(Exercise brief) Output the entries below without any alteration.

====

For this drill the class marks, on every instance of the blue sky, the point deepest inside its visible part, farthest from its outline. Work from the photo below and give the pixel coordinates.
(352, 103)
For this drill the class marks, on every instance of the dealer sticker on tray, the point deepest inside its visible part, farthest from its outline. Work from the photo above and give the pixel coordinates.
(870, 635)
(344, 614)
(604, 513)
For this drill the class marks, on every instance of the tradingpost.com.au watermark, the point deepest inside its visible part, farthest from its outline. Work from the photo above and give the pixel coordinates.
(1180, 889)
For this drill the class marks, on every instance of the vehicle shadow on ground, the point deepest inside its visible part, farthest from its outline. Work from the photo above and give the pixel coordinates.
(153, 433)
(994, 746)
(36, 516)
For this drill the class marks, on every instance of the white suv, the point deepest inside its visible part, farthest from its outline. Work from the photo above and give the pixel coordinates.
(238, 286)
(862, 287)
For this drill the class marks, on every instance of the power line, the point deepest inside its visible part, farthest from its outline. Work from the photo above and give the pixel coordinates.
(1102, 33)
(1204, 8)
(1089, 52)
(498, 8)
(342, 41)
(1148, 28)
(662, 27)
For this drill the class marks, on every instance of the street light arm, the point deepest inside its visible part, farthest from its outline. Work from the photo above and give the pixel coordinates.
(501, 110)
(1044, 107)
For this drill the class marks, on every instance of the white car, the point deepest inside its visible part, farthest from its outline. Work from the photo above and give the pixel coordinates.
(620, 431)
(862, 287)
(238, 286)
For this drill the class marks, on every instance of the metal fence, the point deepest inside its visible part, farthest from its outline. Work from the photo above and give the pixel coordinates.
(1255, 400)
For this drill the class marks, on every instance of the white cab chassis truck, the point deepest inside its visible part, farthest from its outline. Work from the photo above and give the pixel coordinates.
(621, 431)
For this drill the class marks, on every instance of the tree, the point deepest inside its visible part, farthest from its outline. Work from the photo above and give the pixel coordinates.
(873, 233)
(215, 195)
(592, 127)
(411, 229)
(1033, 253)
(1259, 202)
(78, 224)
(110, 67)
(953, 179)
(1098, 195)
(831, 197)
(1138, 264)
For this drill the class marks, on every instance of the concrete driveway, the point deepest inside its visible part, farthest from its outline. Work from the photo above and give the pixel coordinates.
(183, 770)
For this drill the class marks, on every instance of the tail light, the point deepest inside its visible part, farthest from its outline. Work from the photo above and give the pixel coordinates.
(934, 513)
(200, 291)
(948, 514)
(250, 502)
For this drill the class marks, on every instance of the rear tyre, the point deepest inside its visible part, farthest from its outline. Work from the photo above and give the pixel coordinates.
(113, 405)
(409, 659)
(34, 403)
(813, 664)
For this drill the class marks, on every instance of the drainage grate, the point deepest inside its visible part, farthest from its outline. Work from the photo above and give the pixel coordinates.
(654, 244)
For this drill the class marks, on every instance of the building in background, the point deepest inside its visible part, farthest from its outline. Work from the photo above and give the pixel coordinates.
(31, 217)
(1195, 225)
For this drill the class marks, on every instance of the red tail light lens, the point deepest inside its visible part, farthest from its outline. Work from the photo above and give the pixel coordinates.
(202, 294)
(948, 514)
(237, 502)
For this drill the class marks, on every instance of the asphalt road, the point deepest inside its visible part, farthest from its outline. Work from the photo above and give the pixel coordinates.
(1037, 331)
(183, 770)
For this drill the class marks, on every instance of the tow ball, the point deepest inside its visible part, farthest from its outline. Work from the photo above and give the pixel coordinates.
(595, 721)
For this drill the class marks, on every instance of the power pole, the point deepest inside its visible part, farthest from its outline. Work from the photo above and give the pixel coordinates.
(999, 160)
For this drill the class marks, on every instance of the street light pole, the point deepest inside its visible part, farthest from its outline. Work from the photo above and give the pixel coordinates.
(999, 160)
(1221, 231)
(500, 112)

====

(Solution to the exercise)
For this drill the class marks, on every instance of the blue sky, the point deepest inside its visible part, farthest from its outline. Work from the photo below and give the pixel coordinates.
(352, 103)
For this drill the class marks, on every instance of the dealer sticker on tray, the point deepest inside its visible part, farthest from its outline. Work from the photo above and give the pixel coordinates.
(870, 635)
(344, 614)
(604, 513)
For this drill the class marks, on every instance of the tradingpost.com.au watermark, the point deepest inside its visible part, farthest from its outline. Work from the photo above and give the pixel coordinates.
(1180, 889)
For this drill the class marks, on every instance of the vehicle shadow on ground, the point deepest inside its visible part, farthest from its outline. Work from the photo above and give the pixel coordinates.
(153, 433)
(994, 746)
(36, 516)
For this drill the class marks, on every instance of the white suv, the point deepest inside its visible part, farthest from its outline. Work from the photo above and give the pixel coordinates.
(238, 286)
(862, 287)
For this drill the class marks, on every instance of the power line, the point deepest inside its visible part, farthest from its outline. Work from the photo above and give the pixel coordinates.
(1102, 33)
(1204, 8)
(1089, 52)
(498, 8)
(342, 41)
(1148, 28)
(662, 27)
For this drill the class marks, on every instance of the street light arm, the point deepest inside its visible part, farthest from its outline. Work from the photo above and give the pixel coordinates.
(501, 110)
(1044, 107)
For this drill the class marks, on every instance of the white car, the point deepest inside its visible part, farthest from its outline. Work from the photo above and give the pixel coordinates.
(620, 431)
(862, 287)
(238, 286)
For this drill the class marks, on every instance of the metal fence, the point deepest inside its visible part, farthest from its outline. Work from the photo above and give the pixel coordinates.
(1255, 400)
For this drill the class marks, on every instance of the white cab chassis truck, the point deepest inside its visible part, farthest from its outline. Work from the photo above and give the pixel coordinates.
(621, 431)
For this drill the class marks, on every instance of the tree, the point deepest inside its visible part, farthest from its outline. Work from the photo above and give the pixel coordinates.
(873, 233)
(215, 195)
(592, 127)
(411, 229)
(1033, 253)
(1259, 202)
(78, 224)
(110, 67)
(953, 179)
(1098, 195)
(831, 197)
(1138, 264)
For this drill the class marks, on every instance of the concrete driveway, the point deepest inside its visible part, farthest from its outline. Work from the photo above and give the pixel coordinates.
(183, 770)
For this drill the class marks, on every instance of the tail light, the point deepest inside its visible part, farthest from its outline. Work from the photo above and give the pixel coordinates.
(934, 513)
(200, 291)
(948, 514)
(250, 502)
For this drill the class marks, on every instance of the rear tyre, the point deepest inside its visible part, farthest from its outline. Work from the photo above and give the pixel coordinates.
(113, 405)
(409, 659)
(34, 403)
(813, 664)
For this drill the class marks, on every instance of the drainage grate, the point deepest inside its visible part, farthest from its outline. Work from the photo above and give the pixel coordinates.
(654, 244)
For this drill the class marks, on every instance of the building in background, the point deepest inside its visible part, farthest from its outline. Work from the photo above and give the pixel coordinates.
(31, 217)
(1195, 225)
For this drill the class marks, on every instance of the red tail light lens, the point deepest inside its visible part, farthest from its outline. Work from the photo above and give the pixel coordinates.
(202, 294)
(948, 514)
(237, 502)
For this drill the class marks, on every instance of the asphalt road, the point deepest inside its visible part, farthest from its outline. Work from the photo above and give the pixel coordinates.
(1037, 331)
(183, 770)
For this drill the class marks, on every instance of the tow ball, the point deepest inside its visible part, farthest from its outline. Work from the photo above and give the pixel coordinates.
(595, 721)
For this drill the class marks, on every instance of the power pole, the point deepest inside its visible part, farthest from its outline. Work from the photo above and give the pixel coordinates.
(999, 160)
For this drill the class marks, on every instance of the street light pole, the point deepest inside its visible part, farthest from its outline. Work from the photo above and give the pixel coordinates.
(999, 160)
(1221, 231)
(500, 112)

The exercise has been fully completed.